_What you are asked to do_.
Could you work out how many lines of the material below hold "button"? Only the number is needed.
|---|
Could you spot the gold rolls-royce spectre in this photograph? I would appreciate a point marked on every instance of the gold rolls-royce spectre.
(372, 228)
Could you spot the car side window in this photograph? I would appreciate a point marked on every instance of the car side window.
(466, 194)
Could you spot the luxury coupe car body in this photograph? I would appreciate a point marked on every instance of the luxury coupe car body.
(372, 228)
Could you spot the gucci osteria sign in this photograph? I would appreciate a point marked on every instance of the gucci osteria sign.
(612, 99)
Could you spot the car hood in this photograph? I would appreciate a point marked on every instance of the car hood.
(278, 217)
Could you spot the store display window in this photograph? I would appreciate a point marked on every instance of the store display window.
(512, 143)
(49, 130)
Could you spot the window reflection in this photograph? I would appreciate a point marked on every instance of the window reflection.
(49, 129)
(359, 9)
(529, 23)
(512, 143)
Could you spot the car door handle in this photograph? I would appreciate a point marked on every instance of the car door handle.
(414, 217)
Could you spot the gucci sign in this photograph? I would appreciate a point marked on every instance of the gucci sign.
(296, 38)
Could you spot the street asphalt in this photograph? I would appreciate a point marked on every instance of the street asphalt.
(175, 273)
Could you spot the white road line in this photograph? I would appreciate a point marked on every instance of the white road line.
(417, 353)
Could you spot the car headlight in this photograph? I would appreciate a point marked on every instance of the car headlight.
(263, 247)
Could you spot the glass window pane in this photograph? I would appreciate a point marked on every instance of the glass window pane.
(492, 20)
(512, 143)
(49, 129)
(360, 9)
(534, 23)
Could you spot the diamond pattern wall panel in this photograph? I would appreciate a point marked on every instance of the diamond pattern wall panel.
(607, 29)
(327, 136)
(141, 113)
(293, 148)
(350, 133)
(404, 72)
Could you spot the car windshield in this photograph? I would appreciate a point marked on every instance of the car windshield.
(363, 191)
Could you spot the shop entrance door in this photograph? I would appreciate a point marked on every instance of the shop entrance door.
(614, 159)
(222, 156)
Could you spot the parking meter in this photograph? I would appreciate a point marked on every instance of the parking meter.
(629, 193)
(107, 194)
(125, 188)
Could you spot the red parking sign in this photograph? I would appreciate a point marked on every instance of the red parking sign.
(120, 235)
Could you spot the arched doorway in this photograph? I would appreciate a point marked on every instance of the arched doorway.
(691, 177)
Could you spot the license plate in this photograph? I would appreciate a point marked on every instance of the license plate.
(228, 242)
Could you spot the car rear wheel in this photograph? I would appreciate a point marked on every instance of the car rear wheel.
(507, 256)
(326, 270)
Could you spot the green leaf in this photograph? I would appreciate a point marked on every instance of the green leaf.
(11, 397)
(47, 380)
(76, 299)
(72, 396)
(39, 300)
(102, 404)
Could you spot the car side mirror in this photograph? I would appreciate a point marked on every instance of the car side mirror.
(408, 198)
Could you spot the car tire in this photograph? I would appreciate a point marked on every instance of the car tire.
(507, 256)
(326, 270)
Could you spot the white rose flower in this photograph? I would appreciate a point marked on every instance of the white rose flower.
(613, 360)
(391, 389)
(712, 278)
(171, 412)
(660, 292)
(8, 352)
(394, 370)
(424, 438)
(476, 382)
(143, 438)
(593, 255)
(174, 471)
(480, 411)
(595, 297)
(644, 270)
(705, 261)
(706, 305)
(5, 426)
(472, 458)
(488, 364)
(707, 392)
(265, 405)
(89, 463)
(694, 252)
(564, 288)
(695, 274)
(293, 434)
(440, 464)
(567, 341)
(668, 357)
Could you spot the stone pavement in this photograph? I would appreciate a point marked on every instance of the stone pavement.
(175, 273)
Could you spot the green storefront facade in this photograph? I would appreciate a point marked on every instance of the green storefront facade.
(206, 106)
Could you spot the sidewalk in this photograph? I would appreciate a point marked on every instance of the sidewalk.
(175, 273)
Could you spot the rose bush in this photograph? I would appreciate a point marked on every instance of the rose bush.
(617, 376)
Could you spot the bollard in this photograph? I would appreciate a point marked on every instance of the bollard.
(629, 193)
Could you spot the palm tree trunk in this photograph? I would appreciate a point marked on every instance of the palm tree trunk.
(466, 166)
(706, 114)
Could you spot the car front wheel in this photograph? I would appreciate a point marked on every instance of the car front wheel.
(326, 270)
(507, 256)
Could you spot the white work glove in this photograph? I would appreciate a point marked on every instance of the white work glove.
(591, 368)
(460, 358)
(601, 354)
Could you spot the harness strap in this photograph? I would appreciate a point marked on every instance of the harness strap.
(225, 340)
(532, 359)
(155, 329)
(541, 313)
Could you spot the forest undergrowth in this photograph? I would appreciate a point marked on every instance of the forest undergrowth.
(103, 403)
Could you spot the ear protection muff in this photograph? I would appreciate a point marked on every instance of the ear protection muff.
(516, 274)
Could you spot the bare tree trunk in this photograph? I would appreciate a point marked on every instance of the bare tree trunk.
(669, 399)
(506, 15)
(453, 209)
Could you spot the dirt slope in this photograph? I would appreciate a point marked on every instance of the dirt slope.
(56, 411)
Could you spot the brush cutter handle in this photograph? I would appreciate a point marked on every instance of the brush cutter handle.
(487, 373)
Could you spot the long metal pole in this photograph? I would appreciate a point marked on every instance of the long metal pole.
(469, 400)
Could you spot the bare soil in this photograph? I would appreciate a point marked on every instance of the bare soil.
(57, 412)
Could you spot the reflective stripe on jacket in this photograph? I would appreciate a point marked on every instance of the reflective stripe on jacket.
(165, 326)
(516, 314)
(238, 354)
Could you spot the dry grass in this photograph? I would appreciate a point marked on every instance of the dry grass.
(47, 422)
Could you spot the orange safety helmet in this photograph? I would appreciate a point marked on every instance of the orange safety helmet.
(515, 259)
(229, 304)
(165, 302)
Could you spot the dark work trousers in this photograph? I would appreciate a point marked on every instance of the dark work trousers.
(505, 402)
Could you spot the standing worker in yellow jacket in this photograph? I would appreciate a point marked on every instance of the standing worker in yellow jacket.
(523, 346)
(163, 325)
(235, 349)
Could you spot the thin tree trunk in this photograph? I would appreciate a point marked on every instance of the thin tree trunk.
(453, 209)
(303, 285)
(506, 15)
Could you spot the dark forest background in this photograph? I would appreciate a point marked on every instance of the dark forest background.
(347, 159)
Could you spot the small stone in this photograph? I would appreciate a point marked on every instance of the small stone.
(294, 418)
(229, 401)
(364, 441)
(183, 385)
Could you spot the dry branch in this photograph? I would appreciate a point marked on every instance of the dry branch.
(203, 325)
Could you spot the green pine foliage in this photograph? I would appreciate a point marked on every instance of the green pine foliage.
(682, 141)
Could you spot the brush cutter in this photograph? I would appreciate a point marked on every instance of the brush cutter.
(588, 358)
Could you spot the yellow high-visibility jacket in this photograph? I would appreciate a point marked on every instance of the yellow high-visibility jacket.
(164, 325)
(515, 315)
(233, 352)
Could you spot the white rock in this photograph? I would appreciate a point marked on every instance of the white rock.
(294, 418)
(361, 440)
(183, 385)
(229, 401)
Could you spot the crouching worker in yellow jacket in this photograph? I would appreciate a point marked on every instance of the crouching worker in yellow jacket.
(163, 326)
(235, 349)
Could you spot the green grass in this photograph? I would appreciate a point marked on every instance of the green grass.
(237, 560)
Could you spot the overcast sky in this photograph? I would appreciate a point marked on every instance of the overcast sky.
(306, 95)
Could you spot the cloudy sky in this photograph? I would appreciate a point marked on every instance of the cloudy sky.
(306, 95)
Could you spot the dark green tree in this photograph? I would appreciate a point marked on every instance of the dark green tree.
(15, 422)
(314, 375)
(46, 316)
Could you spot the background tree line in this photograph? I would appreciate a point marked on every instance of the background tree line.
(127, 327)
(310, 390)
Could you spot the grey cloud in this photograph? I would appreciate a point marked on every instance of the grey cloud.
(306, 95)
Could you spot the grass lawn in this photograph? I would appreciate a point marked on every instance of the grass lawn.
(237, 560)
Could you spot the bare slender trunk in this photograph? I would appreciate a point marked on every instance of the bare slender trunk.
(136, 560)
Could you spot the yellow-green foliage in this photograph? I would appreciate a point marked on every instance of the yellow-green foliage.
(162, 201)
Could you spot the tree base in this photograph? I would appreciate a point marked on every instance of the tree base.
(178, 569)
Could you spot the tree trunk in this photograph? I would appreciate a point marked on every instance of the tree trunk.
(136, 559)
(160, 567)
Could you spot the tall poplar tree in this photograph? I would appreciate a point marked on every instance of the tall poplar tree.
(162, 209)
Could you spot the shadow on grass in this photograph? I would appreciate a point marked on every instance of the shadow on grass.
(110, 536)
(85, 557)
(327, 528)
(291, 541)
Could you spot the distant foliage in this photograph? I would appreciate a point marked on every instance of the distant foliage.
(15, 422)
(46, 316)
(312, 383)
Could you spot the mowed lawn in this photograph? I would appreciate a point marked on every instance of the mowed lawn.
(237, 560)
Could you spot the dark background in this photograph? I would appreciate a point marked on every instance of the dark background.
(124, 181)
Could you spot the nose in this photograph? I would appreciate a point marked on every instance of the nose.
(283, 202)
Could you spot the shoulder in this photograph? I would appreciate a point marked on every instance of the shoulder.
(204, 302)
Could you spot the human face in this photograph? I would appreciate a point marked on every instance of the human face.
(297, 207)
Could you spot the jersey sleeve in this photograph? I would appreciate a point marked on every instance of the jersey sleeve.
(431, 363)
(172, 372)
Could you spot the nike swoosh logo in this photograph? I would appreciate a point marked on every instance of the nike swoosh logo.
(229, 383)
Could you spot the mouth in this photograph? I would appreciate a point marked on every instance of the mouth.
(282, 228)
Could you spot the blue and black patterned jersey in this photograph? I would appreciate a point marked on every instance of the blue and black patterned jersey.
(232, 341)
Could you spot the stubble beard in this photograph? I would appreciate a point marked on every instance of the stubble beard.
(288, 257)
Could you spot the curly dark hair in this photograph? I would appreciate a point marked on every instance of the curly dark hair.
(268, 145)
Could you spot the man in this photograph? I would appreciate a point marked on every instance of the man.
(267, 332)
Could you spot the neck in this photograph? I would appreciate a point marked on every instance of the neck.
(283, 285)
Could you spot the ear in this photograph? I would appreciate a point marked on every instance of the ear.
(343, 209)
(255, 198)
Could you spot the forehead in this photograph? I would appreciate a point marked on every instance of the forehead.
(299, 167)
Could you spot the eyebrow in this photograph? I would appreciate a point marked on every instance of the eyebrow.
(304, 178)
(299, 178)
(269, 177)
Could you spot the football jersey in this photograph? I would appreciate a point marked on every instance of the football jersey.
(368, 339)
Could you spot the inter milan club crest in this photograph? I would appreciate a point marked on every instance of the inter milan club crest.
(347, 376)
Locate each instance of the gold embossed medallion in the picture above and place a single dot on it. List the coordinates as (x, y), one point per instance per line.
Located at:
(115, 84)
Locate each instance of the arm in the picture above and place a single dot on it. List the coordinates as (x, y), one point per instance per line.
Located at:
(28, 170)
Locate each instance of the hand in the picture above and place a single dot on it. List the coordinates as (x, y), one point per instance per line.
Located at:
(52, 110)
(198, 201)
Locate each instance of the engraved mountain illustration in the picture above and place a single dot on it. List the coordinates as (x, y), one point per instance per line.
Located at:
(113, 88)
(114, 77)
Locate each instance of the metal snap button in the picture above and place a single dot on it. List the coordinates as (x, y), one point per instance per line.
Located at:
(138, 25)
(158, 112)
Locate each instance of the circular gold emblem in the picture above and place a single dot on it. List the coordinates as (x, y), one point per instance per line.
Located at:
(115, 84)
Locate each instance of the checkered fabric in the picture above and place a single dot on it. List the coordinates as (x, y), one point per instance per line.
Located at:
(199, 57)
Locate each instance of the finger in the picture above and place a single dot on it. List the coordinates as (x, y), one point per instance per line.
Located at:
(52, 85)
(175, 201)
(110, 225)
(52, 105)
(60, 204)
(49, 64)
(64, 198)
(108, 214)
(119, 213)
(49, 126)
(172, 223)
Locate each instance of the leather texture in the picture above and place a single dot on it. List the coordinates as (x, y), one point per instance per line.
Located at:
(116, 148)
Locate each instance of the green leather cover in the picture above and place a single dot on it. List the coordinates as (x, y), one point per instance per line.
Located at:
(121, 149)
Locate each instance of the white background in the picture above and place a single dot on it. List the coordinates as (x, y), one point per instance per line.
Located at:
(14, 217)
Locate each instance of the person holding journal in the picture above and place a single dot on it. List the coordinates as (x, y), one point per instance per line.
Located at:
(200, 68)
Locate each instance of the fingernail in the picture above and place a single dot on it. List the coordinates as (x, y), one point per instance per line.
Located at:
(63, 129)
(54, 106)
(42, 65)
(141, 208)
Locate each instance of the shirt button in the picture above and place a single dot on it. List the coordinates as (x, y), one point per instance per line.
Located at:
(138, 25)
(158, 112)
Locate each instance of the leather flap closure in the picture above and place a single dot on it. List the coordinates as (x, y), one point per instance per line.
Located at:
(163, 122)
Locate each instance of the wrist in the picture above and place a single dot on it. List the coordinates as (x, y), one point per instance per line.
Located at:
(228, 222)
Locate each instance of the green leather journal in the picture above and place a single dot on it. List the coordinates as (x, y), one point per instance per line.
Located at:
|---|
_Completed task_.
2